=== Source document ===
16.1.2. In the Meeting of Partners, the partners participate in person. It is allowed to a
Partner to authorize another Partner to participate in the General Meeting, provided that
the authorization has been authenticated as to the signature by CSC or a competent
authority.
16.1.3. The decisions of the Meeting of Partners are taken by majority vote, unless
otherwise specified. In event of a tie, the President’s vote shall prevail.
16.1.4. For the meetings of the Meeting of Partners and the relevant decisions taken,
minutes shall be kept, which, after being recorded in the minutes book, are distributed in
copies to each Partner, upon request.
16.2. Responsibilities
The Meeting of Partners:
a) directs the planning, organization and financial progress of the Company,
b) approves the establishment of the scoreboard and the annual activity report.
c) shall decide on:
i. the dissolution or continuation of the Company,
ii. the increase of the capital,
iii. the amount of the contributions.
iv. the admission of new Partners,
v. the amendment of this Articles of Association,
vi. the establishment of an Internal Operating Regulation,
vii. the transfer of the Company’s registered office,
viii. the resolutions of disagreements between Partners’ regarding their rights
and obligations,
ix. the interpretation of the terms of the Articles of Association,
x. the Partners’ rights,
xi. the planning of the following year’s activities,
xii. the financial report for the previous year and next year’s planning,
xiii. the election of the President, Vice-President, Secretary, Treasurer-
Administrator and the other members of the Board of Directors as well as
alternate members of the Board of Directors. It can justifiably revoke the
election of any member of the Board of Directors, electing at the same time
a new one.
xiv. ix. the election, upon recommendation of the Board of Directors, as
honorary members or Honorary Presidents of the Company, of individuals
(partners or not) that with an extremely significant way contribute to the
company’s goals or participate actively in actions related to the Company’s
objectives. As Honorary Members or Honorary Presidents of the Company,
prominent personalities who share, support and publicly promote with their
views, the objectives of the company can also be named.
xv. x. any other important matter, where there is a disagreement regarding the
operation and the objectives of the company.
ARTICLE 17: BOARD OF DIRECTORS
17.1. Composition and term of office of the members of the Board of Directors

17.1.1. The Company is managed by a Board of Directors, consisting of five (5) consultants.
17.1.2. The members of the Board of Directors are elected by the General Meeting for a
two-year term, which shall be automatically extended until the first regular General Meeting
after their term of office, which cannot exceed three years.
17.1.3. The consultants are always eligible for re-election and freely revocable.
17.2. Power – Board of Directors’ Responsibilities
17.2.1. The Board of Directors decides on all general matters related to the company, always
within the framework of the company’s objective, always except for those which, according
to article 16.2, are the sole responsibility of the General Meeting. The decisions of the Board
of Directors are mandatory for the President of the company.

=== Work instructions ===
1/ Update the articles of association passage, everything from "16.1.3. The decisions" down to "Partner, upon request.", so that "majority vote" becomes "two-thirds vote".
2/ Pick out every line of the entries that contains the string "head".

Dataset entries
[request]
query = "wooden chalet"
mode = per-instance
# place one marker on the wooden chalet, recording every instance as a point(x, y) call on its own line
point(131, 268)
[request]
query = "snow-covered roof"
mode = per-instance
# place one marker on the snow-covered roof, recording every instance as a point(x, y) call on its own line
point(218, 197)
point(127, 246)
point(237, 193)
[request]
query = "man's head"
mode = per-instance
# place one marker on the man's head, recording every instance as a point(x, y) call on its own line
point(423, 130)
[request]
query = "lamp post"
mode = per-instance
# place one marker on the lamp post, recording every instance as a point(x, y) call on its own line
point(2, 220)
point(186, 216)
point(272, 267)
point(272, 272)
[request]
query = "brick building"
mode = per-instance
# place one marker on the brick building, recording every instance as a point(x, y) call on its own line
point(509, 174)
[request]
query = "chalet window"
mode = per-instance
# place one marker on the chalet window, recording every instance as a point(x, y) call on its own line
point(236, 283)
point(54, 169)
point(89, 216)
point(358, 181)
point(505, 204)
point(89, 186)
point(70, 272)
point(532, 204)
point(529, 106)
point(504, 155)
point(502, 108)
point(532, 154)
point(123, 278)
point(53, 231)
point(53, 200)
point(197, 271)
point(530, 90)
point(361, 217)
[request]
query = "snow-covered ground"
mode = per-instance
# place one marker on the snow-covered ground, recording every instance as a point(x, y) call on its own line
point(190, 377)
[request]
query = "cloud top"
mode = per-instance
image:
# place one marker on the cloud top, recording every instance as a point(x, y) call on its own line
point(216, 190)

=== Solutions below ===
1/
16.1.3. The decisions of the Meeting of Partners are taken by two-thirds vote, unless
otherwise specified. In event of a tie, the President’s vote shall prevail.
16.1.4. For the meetings of the Meeting of Partners and the relevant decisions taken,
minutes shall be kept, which, after being recorded in the minutes book, are distributed in
copies to each Partner, upon request.

2/
query = "man's head"
# place one marker on the man's head, recording every instance as a point(x, y) call on its own line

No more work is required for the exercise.